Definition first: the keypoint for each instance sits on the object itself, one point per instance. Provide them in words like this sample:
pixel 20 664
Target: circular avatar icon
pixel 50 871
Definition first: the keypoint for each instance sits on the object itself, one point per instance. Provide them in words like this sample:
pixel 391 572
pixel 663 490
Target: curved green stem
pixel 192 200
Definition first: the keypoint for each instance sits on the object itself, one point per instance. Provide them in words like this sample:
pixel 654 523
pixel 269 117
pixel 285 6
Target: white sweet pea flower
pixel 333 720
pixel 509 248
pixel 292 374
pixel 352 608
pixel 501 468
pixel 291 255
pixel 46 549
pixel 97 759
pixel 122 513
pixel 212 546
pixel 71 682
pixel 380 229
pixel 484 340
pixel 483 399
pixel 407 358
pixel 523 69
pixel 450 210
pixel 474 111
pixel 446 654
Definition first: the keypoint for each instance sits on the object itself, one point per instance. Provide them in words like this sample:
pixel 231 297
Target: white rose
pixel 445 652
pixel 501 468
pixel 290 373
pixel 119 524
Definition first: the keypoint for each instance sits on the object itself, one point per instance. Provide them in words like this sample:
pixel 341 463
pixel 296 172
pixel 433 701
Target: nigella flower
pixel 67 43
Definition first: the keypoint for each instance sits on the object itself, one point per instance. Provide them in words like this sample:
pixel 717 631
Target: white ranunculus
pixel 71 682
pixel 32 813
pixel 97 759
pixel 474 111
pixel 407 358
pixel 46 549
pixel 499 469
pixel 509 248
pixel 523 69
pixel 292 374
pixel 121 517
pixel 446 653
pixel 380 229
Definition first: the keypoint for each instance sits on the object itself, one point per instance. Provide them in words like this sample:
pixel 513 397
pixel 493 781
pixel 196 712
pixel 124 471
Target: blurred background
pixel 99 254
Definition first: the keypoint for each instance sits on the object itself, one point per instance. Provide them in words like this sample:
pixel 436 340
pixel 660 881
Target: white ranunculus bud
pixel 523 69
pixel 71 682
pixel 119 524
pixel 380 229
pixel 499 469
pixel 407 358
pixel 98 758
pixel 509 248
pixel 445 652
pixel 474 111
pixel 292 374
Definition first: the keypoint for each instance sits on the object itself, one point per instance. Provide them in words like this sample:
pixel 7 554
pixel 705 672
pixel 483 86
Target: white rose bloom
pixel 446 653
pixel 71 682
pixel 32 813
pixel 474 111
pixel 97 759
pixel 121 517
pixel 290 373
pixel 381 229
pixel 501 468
────────────────────
Task to complete:
Write an exact transcription of every entry above.

Exercise output:
Definition first: the keypoint for each instance sits on the object itself, one point per instance. Provide them in words like this sample:
pixel 20 664
Target: circular avatar icon
pixel 50 871
Definition first: the keypoint for each instance sits on the object itself, one point per instance. Provide them in words like this sample:
pixel 391 572
pixel 663 490
Target: curved green stem
pixel 192 200
Definition first: the keypoint for each instance sits on the object itself, one point per instance. Provide them in words like this sample:
pixel 654 523
pixel 269 117
pixel 285 6
Target: white sweet pea flower
pixel 333 720
pixel 509 248
pixel 292 374
pixel 352 608
pixel 501 468
pixel 291 255
pixel 46 549
pixel 97 759
pixel 122 513
pixel 212 546
pixel 71 682
pixel 380 229
pixel 484 340
pixel 483 399
pixel 407 358
pixel 523 69
pixel 450 210
pixel 474 111
pixel 446 654
Definition first: the keypoint for each instance sits on the object itself, one point per instance. Provide them in words like this sample:
pixel 231 297
Target: white rose
pixel 445 652
pixel 501 468
pixel 290 373
pixel 119 524
Definition first: the keypoint for each instance sits on the object itself, one point per instance. Provide them in words like this sample:
pixel 341 463
pixel 296 172
pixel 433 701
Target: nigella flower
pixel 67 43
Definition first: the keypoint for each instance sits on the object itself, one point per instance. Provide them in words like this sample:
pixel 717 631
Target: white ranunculus
pixel 71 682
pixel 32 813
pixel 97 759
pixel 474 111
pixel 407 358
pixel 46 549
pixel 499 469
pixel 509 248
pixel 523 69
pixel 292 374
pixel 121 517
pixel 446 653
pixel 380 229
Definition first: the keypoint for each instance sits on the object itself, one point per instance. Provide them in words like this sample:
pixel 513 397
pixel 493 781
pixel 196 712
pixel 124 471
Target: blurred background
pixel 99 254
Definition first: the keypoint for each instance sits on the object itself, one point per instance. Provide them in words like this sample:
pixel 436 340
pixel 660 881
Target: white ranunculus bud
pixel 523 69
pixel 71 682
pixel 119 524
pixel 380 229
pixel 499 469
pixel 407 358
pixel 98 758
pixel 509 248
pixel 445 652
pixel 474 111
pixel 292 374
Definition first: the keypoint for each instance sits on the object itself, one point per instance. Provide them in words like this sample:
pixel 7 554
pixel 705 672
pixel 483 86
Target: white rose bloom
pixel 446 653
pixel 71 682
pixel 32 813
pixel 474 111
pixel 97 759
pixel 121 517
pixel 290 373
pixel 381 229
pixel 501 468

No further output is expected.